* **Task to carry out**: In this exercise, restate the listing word for word.

* **Information provided**:
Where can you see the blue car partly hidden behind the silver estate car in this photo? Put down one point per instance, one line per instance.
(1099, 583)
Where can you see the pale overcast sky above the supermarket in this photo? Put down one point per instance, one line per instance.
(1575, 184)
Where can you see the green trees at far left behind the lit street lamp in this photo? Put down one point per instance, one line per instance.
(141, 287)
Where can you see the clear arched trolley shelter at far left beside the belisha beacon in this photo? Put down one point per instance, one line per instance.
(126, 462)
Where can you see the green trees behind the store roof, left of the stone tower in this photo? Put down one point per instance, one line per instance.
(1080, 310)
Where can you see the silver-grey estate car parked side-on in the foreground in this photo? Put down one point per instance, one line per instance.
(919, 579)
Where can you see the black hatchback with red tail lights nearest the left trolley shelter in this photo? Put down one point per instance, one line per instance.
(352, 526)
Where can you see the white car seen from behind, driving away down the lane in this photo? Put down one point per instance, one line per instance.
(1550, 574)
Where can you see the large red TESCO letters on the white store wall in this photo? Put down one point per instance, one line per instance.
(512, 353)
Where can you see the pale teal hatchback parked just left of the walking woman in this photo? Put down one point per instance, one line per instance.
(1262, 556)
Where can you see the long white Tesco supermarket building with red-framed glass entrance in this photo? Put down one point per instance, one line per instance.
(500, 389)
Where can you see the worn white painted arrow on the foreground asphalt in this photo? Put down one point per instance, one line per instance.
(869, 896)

* **Solution to this task**:
Where can you see the blue car partly hidden behind the silver estate car in this photo? Put down one point per instance, one line per instance.
(1099, 583)
Where can you see the pale overcast sky above the supermarket in this photo? Put down one point per instance, one line per instance.
(1575, 184)
Where can you see the green trees at far left behind the lit street lamp in this photo? Put down one point per instance, one line per instance.
(141, 287)
Where can you see the clear arched trolley shelter at far left beside the belisha beacon in this photo? Put down one point per instance, one line per instance.
(126, 462)
Where can you see the green trees behind the store roof, left of the stone tower in this photo? Put down one point per instance, one line per instance.
(1080, 310)
Where can you see the silver-grey estate car parked side-on in the foreground in this photo? Put down one point per instance, one line per instance.
(919, 579)
Where can you see the black hatchback with red tail lights nearest the left trolley shelter in this photo? Put down one point per instance, one line per instance.
(352, 526)
Where can you see the white car seen from behind, driving away down the lane in this photo? Put down one point per instance, one line per instance.
(1550, 574)
Where can you see the large red TESCO letters on the white store wall in this photo? Put down one point per instance, one line per instance.
(512, 353)
Where can you see the pale teal hatchback parked just left of the walking woman in this photo? Put down one point per instance, one line per instance.
(1262, 556)
Where can you see the long white Tesco supermarket building with red-framed glass entrance in this photo? Put down one point per instance, one line per instance.
(500, 389)
Where can you see the worn white painted arrow on the foreground asphalt in this photo? Put down one point per instance, one line per instance.
(869, 896)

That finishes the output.